EXTRAIT DE PAGE:
Bref, je voulais parler de la série de livres écrit par Arturo Perez-Reverte, les « aventures du Capitaine Alatriste. »
Avec un titre pareil, ca évoque le capitaine Fracasse, et on n'est pas loin, dans l'idée : c'est ce qu'on peu appeler un roman de cape et d'épée. Oui, oui, comme les trois mousquetaires ! A première vue...
Tout gamin, j'adorais les Trois Mousquetaires. J'adorais la manière d'agir, le panache. Car c'est bien cela qui caractérise les romans de cape et d'épée du XIXème siècle en France : panache, aventure, idée selon laquelle la manière dont on fait quelque chose est plus importante que de faire cette chose, l'honneur, le dévouement. Donc je dévorais les romans de cape et d'épée : Dumas, bien sur, avec ses mousquetaires, son vil cardinal de Richelieu dominant un faible Louis XIII, mais aussi Théophile Gautier, et le Capitaine Fracasse, Paul Féval, son Bossu et son Loup Blanc.
Je pense, en aparté, que mes conceptions dépassées et désuètes d'honneur, de respect de la parole donnée, et mes tendances à essayer de me faire remarquer me viennent en grande partie de ces lectures.
Et puis on grandit, on passe à autre chose. Dans mon cas, ce fut la fantasy et la SF. Ma passion dévorante pour l'histoire me fit vouer aux gémonies Alexandre Dumas, pour diverses raisons. D'une part parce que ses Trois Mousquetaires sont à l'Histoire ce que le café du commerce est à l'analyse politique, d'autres part parce qu'étant devenu un gauchiste (oui, oui, le couteau entre les dents pour découper du bourgeois), j'appris que le fils de ce vieux réactionnaire avait loué les actions des Versaillais lors de la Commune de Paris.
Bref, des raisons idiotes qui ne devraient pas enlever le plaisir de la lecture. Mais j'avais donc abandonné les romans de cape et d'épée pour les mondes imaginaires.
Et un jour, un ami vient chez moi pour une partie de Jeu de Rôles (si vous ne savez pas ce que c'est, je vous expliquerai peut être), et me dis « tiens, toi qui aimes les romans d'aventures, on m'a recommandé un roman de cape et d'épée. »
Je levais donc un sourcil interrogateur et sceptique (tel la fosse, ah ah !) et il me montra un exemplaire des « Aventures du Capitaine Alatriste », que je retournais pour voir de quoi il retournait, justement...

DONNÉES BRUTES:

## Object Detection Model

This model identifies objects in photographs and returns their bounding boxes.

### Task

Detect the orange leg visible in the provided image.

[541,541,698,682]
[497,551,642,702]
---
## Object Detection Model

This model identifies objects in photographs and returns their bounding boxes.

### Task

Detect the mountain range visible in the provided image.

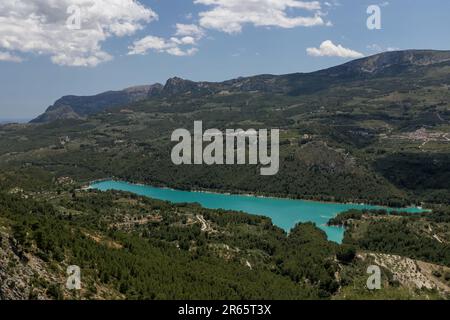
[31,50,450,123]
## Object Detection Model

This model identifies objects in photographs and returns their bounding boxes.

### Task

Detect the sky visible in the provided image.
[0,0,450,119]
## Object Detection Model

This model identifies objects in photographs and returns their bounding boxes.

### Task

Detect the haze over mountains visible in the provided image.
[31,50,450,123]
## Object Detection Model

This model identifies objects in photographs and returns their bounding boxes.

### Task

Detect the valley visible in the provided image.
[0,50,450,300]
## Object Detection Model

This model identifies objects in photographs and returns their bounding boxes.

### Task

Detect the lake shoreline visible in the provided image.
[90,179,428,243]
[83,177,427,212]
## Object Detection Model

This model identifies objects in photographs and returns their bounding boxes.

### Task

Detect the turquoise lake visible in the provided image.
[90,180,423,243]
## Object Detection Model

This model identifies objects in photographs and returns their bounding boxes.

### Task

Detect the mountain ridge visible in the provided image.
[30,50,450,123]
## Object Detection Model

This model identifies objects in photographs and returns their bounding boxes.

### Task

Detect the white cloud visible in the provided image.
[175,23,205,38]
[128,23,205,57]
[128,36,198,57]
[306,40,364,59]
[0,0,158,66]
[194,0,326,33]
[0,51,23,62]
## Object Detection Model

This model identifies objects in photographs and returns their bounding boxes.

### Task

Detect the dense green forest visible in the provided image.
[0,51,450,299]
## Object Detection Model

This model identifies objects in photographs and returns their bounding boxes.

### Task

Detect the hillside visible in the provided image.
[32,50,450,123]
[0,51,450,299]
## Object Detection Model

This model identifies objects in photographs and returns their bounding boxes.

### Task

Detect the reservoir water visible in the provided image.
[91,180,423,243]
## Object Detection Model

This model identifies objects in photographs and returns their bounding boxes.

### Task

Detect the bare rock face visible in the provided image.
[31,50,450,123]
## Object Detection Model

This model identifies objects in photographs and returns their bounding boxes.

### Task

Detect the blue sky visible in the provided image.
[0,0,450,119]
* * *
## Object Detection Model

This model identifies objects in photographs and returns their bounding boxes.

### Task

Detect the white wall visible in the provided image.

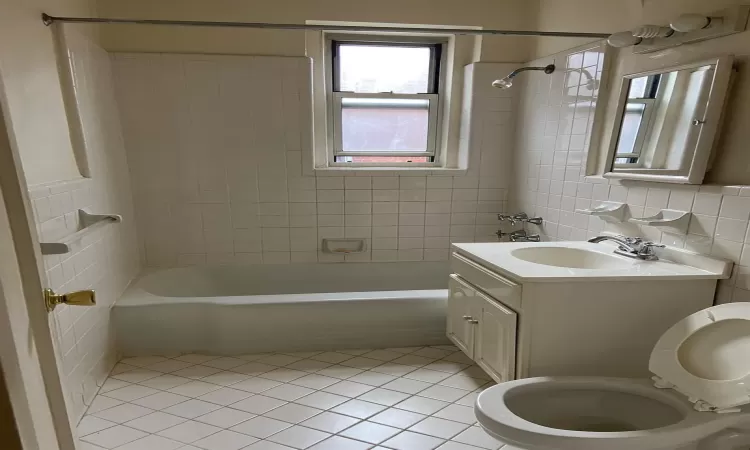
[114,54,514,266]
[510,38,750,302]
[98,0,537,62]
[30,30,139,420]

VOTRE TRAVAIL:
- a) Résumez en deux phrases le texte sur le capitaine Alatriste.
- b) Écrivez la suite du texte sur le capitaine Alatriste, à partir de sa dernière phrase.
Vous n'aurez pas besoin de la liste.

RÉSULTATS DE L'EXERCICE:
- a) L'auteur veut parler de la série d'Arturo Perez-Reverte, les aventures du capitaine Alatriste, qui relève du roman de cape et d'épée, un genre qu'il dévorait enfant avec Dumas, Gautier et Féval avant de le délaisser pour la fantasy et la SF. Un jour, un ami venu pour une partie de jeu de rôles lui a recommandé un roman de cape et d'épée et lui a montré un exemplaire des « Aventures du Capitaine Alatriste ».

- b)
A première vue rien de spécial en lisant le 4ème de couverture : un spadassin espagnol, bien... aventures à la cour d'Espagne, ok... Bon, c'est comme les 3 mousquetaires sauf qu'il est tout seul, c'est ça ? Des tavernes... Un poète, Francisco de Quevedo, inconnu au bataillon pour moi, un jeune valet et un assassin italien... Et ca finissait sur : « Renoue, grâce à une plume flamboyante, avec les grandes traditions du roman de cape et d'épée. »
Bon, bon, bon... Et bé, ca en jette, une plume flamboyante, rien que ça !! Ca peut être sympa, comme petite lecture du soir, ou pour le métro (oui, j'habitais encore à Panam')
Donc je lui empruntais (il lisait autre chose et savait que je lis vite... Très vite...Je viens d'ailleurs de finir un roman de 900 pages en anglais en une semaine... Oui, je me vante, et je n'en ai pas honte du tout !) et donc...
Et donc paf, la grosse baffe ! LA claque.
Dés la première phrase, on comprend qu'on est aussi loin de Dumas que possible : « Il n'était pas le plus honnête, ni le plus pieux des hommes, mais il était vaillant. »[1]
Je ne suis jamais allé à Madrid. Je ne suis allé en Espagne qu'une seule fois dans ma vie, pour aller à San Sébastian, donc très loin des lieux décrits par Perez-Reverte dans son livre. Mais maintenant, à force de lire et relire les Aventures de ce Capitaine j'ai presque l'impression de connaitre ce Madrid du début du 17e siècle.
Ce livre est une flânerie. Une flânerie dans une époque grandiose et misérable, en un pays puissant et corrompu, entourés d'individus honorables et pourtant malhonnêtes. Oh bien sur, il y a une histoire, une intrigue... Mais qu'est ce qu'une intrigue quand on vous convie à la découverte.
Et avec cette série de livre, j'ai...
Et bien, par ma foi, j'ai enroulé ma cape sur mes épaules, ceint ma vieille rapière dont la garde cabossée montre les coups reçus en Flandres ou dans les tripots, ajusté mon chapeau à large bord, et je suis parti dans Madrid, alors que le soleil était déjà haut, clignant des yeux.
J'ai croisé des nobles dames et leurs duègnes, me découvrant sur leur passage, échangeant un regard avec les jeunes paltoquets qui les accompagnaient, cherchant visiblement querelle, mais peu désireux de le faire avec un vétéran des tercios.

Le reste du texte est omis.